Actions to take:
(a) In the column on first responders, what share of all firefighters were volunteers in 2012, according to the National Fire Protection Association?
(b) List every bill or act named in the column on first responders.

Passage shown:
++++
Picture this: You jolt awake in the middle of the night to the smell of smoke and fire alarm blaring. You see flames overtaking your kitchen as you grab your kids and run out the front door. Within minutes, firefighters are on the scene, saving your home — everything you’ve worked for — from complete destruction.
You can’t comprehend the other scenarios that could have played out. For the first responders, this is a standard day, a familiar call to duty.
Having served as a volunteer firefighter for four years after moving to Wadsworth, I understand the challenges and dangers these men and women encounter in their work. Law enforcement officers and first responders work tirelessly for our communities. It is of the utmost importance we ensure their bravery does not expose them to any unnecessary risks.
Research shows firefighters have a higher rate of many types of cancer than the general population, most likely due to their exposure to asbestos and other chemical fumes as they combat fires.
I am an original co-sponsor on the Firefighter Cancer Registry Act that would require the CDC to develop and maintain a voluntary registry of firefighters with cancer to delineate any relationships between a firefighter’s service and their cancer risk. Once equipped with this data, we can develop better protective equipment and cancer prevention techniques for our firefighters.
I am also a co-sponsor of the Volunteer Responder Incentive Protection Act, which will help state and local governments recruit and retain volunteer firefighters.
In 2012, 69 percent of all firefighters were volunteers, according to the National Fire Protection Association. By passing this legislation, Congress would make it easier for communities to recruit and retain people who volunteer to keep us safe.
Just last week I was pleased to see my bipartisan amendment in support of our volunteer firefighters accepted to the FY18 Interior Appropriations Bill. The amendment would increase funding for two federal firefighter grant accounts.
This includes the state fire assistance fund and the volunteer assistance fund to help our communities to be better prepared to help protect our communities.
Last weekend, I was the keynote speaker at the second annual First Responders Appreciation Night in Independence. As I travel across the 16th District, I am routinely reminded of the sacrifices made by these individuals, and it was wonderful to finally have an event to honor those who protect us.
Every day, men and women across our district put their lives on the line to protect our communities and fellow citizens, and some will make the ultimate sacrifice. Our first responders’ courage and skills represent the best of who we are as Americans and we must continue to offer them the support and resources they need to answer the call of duty and keep us safe.
++++
Dataset entries:
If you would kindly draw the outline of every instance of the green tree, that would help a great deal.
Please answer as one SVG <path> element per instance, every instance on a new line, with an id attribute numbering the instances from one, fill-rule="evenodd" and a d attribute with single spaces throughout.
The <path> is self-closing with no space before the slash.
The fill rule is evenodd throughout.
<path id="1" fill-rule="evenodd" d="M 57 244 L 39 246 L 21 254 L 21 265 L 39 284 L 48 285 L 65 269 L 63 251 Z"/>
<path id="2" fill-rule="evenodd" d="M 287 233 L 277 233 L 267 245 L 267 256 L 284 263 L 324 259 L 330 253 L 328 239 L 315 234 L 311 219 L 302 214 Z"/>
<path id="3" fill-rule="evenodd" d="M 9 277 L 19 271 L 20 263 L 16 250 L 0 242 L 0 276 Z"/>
++++
Responses to the tasks:
(a) 69 percent

(b)
Firefighter Cancer Registry Act
Volunteer Responder Incentive Protection Act
FY18 Interior Appropriations Bill